>>>
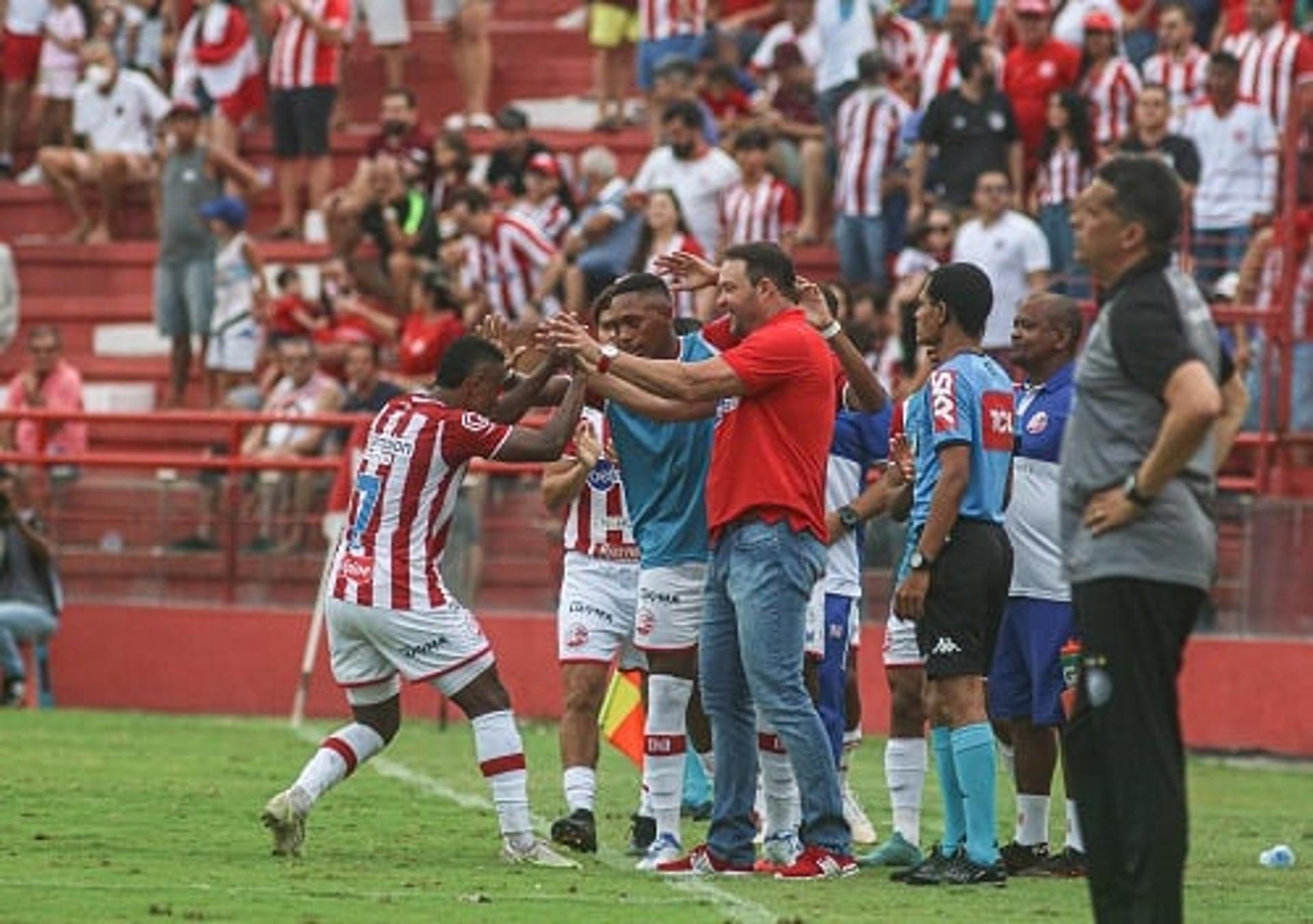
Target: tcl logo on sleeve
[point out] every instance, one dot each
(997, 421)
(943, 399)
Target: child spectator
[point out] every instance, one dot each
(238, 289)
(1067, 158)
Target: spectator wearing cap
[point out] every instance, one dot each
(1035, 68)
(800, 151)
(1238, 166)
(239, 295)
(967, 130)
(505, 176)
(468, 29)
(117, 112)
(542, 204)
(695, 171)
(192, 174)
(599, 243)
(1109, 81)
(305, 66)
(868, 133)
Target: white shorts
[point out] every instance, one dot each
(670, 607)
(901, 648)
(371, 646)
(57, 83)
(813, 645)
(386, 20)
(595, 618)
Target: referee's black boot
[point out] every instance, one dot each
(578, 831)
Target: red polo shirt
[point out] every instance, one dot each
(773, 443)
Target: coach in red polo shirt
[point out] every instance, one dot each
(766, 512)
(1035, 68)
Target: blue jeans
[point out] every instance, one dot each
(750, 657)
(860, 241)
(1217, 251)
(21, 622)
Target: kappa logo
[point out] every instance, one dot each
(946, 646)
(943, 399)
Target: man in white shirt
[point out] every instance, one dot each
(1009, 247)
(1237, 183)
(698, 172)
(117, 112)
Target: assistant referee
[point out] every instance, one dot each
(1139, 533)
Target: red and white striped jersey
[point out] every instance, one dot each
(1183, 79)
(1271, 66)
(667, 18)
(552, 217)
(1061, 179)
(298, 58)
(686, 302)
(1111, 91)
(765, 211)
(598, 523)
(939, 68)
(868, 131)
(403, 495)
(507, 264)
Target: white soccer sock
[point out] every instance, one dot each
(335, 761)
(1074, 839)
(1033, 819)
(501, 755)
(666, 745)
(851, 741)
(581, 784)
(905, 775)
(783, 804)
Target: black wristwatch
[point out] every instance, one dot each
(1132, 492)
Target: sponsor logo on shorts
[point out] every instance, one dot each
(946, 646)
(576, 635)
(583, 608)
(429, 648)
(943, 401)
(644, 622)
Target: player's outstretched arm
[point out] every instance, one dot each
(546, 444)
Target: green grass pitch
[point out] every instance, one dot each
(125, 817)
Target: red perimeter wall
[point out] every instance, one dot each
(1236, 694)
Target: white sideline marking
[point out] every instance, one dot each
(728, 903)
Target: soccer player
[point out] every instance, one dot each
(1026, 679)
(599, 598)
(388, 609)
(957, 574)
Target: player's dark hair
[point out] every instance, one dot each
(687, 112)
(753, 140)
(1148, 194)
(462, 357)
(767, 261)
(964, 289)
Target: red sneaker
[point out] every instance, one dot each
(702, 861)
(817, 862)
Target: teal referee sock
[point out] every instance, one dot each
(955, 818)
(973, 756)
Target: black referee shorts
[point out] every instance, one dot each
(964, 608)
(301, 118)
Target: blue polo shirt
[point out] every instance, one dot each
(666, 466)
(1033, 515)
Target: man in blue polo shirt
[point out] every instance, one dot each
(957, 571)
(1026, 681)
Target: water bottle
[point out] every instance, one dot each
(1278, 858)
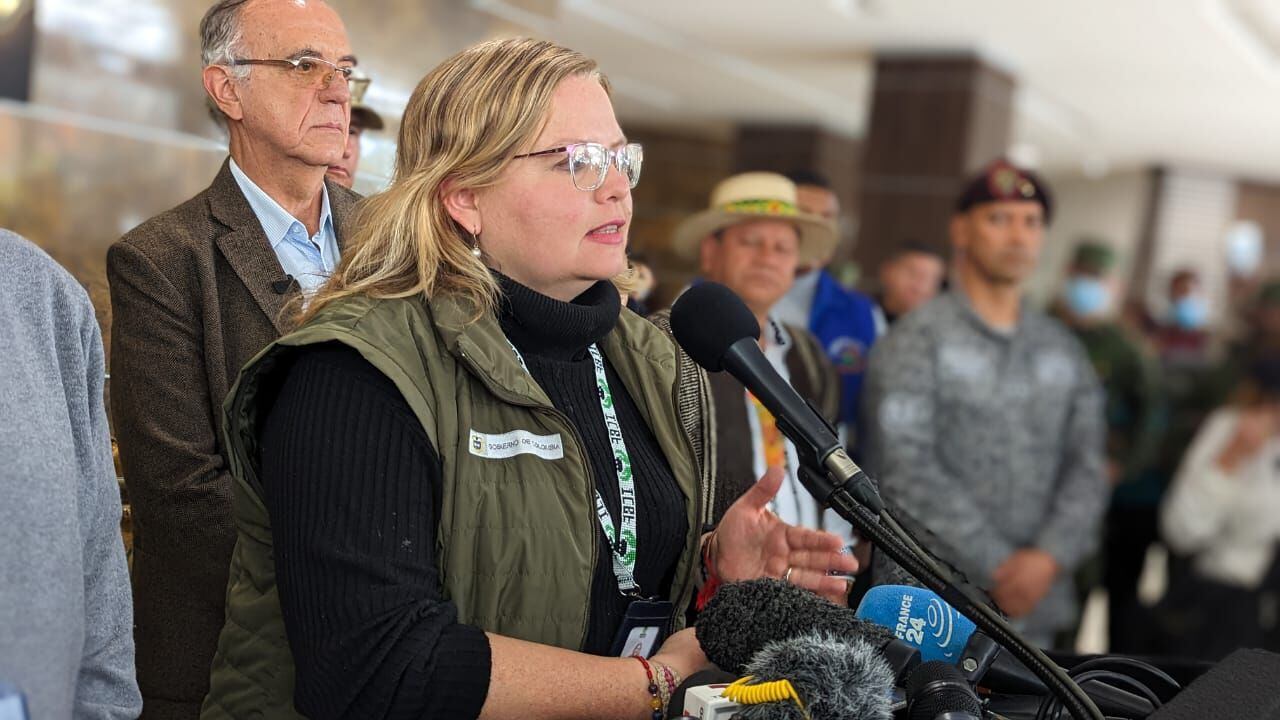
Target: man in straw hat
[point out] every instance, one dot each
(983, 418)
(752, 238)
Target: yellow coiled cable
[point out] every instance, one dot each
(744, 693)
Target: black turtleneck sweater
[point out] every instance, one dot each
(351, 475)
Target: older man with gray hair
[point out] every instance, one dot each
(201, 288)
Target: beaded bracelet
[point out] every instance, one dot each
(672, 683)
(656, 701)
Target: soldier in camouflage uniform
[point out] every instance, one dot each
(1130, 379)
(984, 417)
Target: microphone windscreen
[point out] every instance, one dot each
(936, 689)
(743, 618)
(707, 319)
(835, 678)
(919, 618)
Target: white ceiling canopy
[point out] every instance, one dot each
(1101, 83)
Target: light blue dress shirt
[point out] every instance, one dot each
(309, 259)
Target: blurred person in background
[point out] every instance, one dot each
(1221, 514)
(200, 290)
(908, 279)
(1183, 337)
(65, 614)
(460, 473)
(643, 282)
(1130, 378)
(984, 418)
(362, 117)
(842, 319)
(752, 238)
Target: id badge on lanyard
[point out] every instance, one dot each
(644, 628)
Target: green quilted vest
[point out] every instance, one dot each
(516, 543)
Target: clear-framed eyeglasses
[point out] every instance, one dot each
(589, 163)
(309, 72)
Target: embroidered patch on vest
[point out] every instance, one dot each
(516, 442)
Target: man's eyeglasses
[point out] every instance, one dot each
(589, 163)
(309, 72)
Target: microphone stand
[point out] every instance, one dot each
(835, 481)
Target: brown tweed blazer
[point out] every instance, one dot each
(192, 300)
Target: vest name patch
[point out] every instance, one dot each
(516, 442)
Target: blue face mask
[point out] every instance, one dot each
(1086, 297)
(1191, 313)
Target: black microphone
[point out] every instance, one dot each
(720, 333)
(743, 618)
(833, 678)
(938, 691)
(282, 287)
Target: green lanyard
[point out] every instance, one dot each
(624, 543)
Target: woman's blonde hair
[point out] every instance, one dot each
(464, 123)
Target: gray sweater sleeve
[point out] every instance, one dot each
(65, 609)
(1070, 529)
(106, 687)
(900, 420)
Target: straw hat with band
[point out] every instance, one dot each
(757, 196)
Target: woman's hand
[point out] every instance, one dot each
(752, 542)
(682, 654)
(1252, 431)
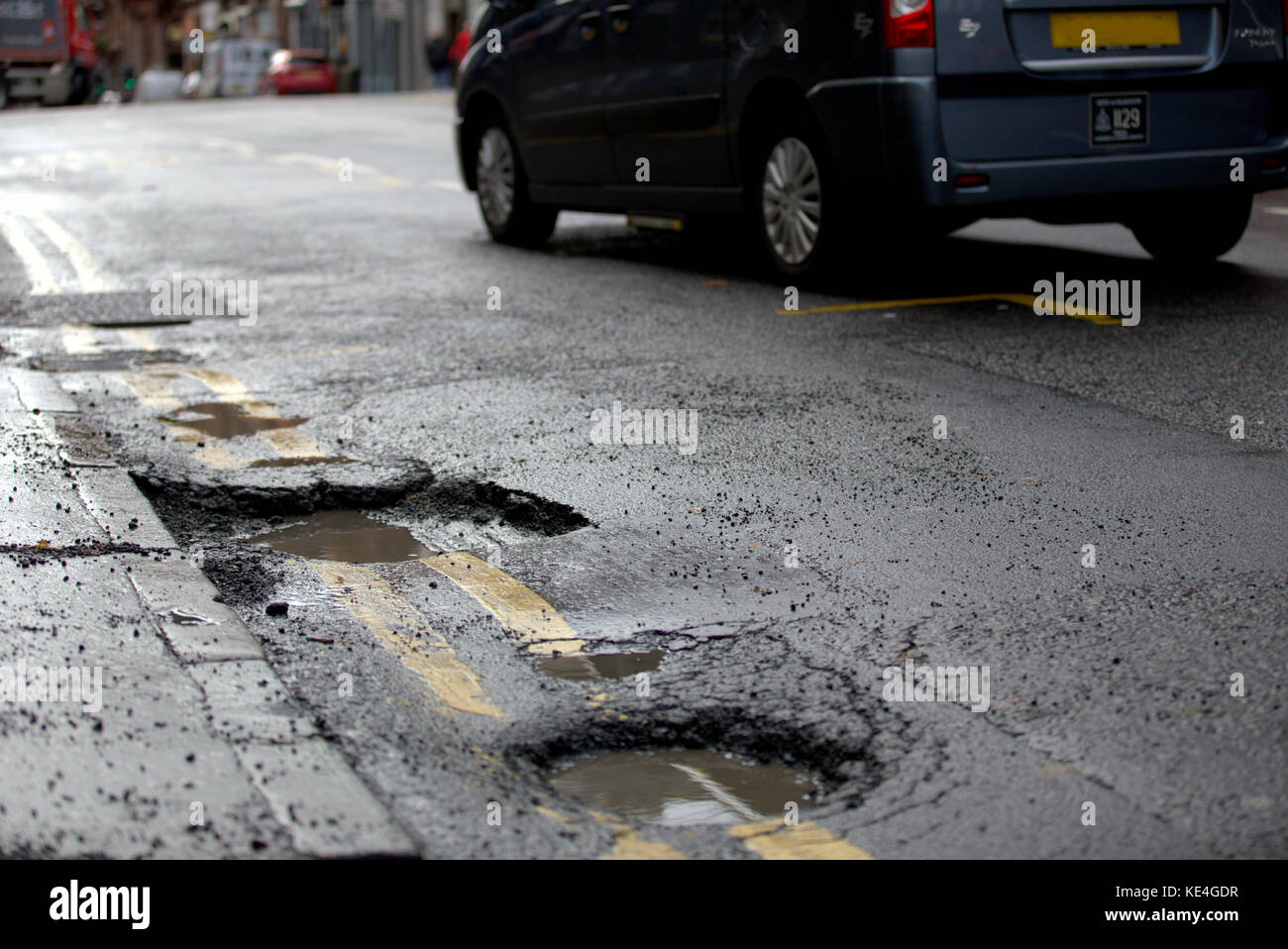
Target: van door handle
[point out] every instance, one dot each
<<<
> _Instructions to follow_
The entries above need to be printed again exactly; please exclude all pictures.

> _Your response_
Target: tcl logo on sleeve
[point out] every instance, one dot each
(997, 421)
(943, 399)
Target: child spectator
[point out] every instance, one dot each
(238, 289)
(1067, 158)
Target: spectator wearing cap
[point out] every instance, one dot each
(1035, 68)
(800, 151)
(1238, 166)
(239, 295)
(967, 130)
(505, 176)
(468, 29)
(117, 112)
(542, 204)
(695, 171)
(192, 174)
(599, 243)
(1109, 81)
(305, 66)
(868, 133)
Target: white shorts
[point out] every instance, one dot each
(670, 607)
(901, 648)
(371, 646)
(57, 83)
(813, 645)
(386, 20)
(595, 618)
Target: referee's black boot
[point out] every instance, one dot each
(578, 831)
Target: red polo shirt
[point out] every instance, one dot each
(773, 443)
Target: coach in red polo shirt
[point out] every instance, one dot each
(766, 512)
(1035, 68)
Target: blue jeans
[point out] every instance, one dot each
(750, 657)
(860, 241)
(1217, 251)
(21, 622)
Target: kappa logo
[point out] every instance, one dot each
(946, 646)
(943, 399)
Target: man in white shirt
[point out] every instance, one dot each
(1009, 247)
(1237, 183)
(698, 172)
(117, 112)
Target: assistant referee
[point out] every instance, one dot each
(1139, 533)
Target: red and white striped jersey
[point out] every instance, one dot each
(1183, 79)
(1271, 66)
(667, 18)
(552, 217)
(1061, 179)
(298, 58)
(686, 302)
(1111, 91)
(765, 211)
(598, 523)
(939, 68)
(868, 131)
(403, 495)
(507, 264)
Target: white soccer sock
[point out] every instance, one dot each
(335, 761)
(1074, 839)
(1033, 819)
(501, 755)
(666, 745)
(851, 741)
(581, 784)
(905, 775)
(783, 804)
Target: black wristwatch
[point out] every instance, one dot each
(1132, 492)
Target: sponsor logo on shorts
[point out] every instance, one dot each
(946, 646)
(576, 635)
(583, 608)
(429, 648)
(943, 401)
(644, 622)
Target: player's outstretched arm
[point out] every instance, one dot each
(546, 444)
Target: green grass pitch
[point out] every instance, one dot each
(125, 817)
Target: red perimeter wall
[point out] every instance, one dot each
(1236, 694)
Target: white sideline marking
[point out] every instance, one dot each
(728, 903)
Target: soccer player
[point out] every instance, one dot each
(1026, 679)
(599, 598)
(388, 609)
(957, 574)
Target: player's dark hair
[point out] every instance, one dot each
(687, 112)
(753, 140)
(1148, 194)
(462, 357)
(767, 261)
(964, 289)
Target: red sneaker
[point out] every instance, one dot each
(702, 861)
(817, 862)
Target: teal referee sock
[point out] every instance, one dot each
(955, 818)
(973, 756)
Target: black referee shorts
[point out] every instance, one dot each
(964, 608)
(301, 118)
Target: blue polo shirt
[point out] every instance, one dot each
(666, 466)
(1033, 515)
Target: man in blue polo shirt
[point out] every instance, one dot each
(957, 571)
(1026, 681)
Target: water bottle
[point out] every instance, one dot each
(1278, 858)
Target: man in straw hat
[point out] every instance, one dot each
(983, 418)
(752, 238)
Target: yellow coiled cable
[point out] every instance, one dot each
(744, 693)
Target: black turtleneck sweater
[point out] every instance, one dot each
(351, 475)
Target: older man with gray hair
[point out] every instance, one dot each
(201, 288)
Target: beaded bracelet
[point out] every instance, one dot each
(672, 683)
(656, 701)
Target: soldier in camouflage uniform
[point out] every instance, one dot each
(1130, 379)
(984, 417)
Target: microphone windscreen
[point out] every instance, one dot each
(936, 689)
(743, 618)
(707, 319)
(835, 678)
(919, 618)
Target: white ceiling canopy
[point out] every instance, one dot each
(1101, 83)
Target: light blue dress shirt
[point out] every instance, one dot each
(309, 259)
Target: blurred person in background
[point out] every instance, one dot each
(1221, 514)
(200, 290)
(908, 279)
(1183, 337)
(65, 614)
(460, 473)
(643, 282)
(1130, 378)
(984, 418)
(362, 117)
(842, 319)
(752, 238)
Target: id badge on lanyard
[point out] every instance, one dot each
(644, 628)
Target: green quilted vest
[point out] every instance, one dot each
(516, 543)
Target: clear-framed eyeglasses
[point out] every instance, one dot each
(589, 163)
(309, 72)
Target: embroidered patch on vest
[point out] every instance, one dot each
(516, 442)
Target: man's eyeglasses
[point out] every instance, one dot each
(589, 163)
(309, 72)
Target: microphone stand
[point out] every instance, one dot each
(835, 481)
Target: brown tweed blazer
[point out] every instance, one dot each
(192, 300)
Target: vest name patch
[point out] every instance, one dot each
(516, 442)
Target: blue face mask
[point out] every instance, one dot each
(1086, 297)
(1191, 313)
Target: black microphone
[point out] every instance, one dot each
(720, 333)
(743, 618)
(833, 678)
(938, 691)
(282, 287)
Target: green lanyard
[point out] every instance, one dot each
(624, 543)
Target: woman's blonde hair
[point out] every instance, one dot each
(464, 123)
Target: gray sweater sleeve
[point out] every instance, one dot each
(65, 609)
(1070, 529)
(106, 687)
(900, 420)
Target: straw hat with band
[point out] every instance, one dot each
(757, 196)
Target: woman's hand
[point out] every instance, one dot each
(752, 542)
(682, 654)
(1252, 431)
Target: van door handle
[point out] every instance, one dot each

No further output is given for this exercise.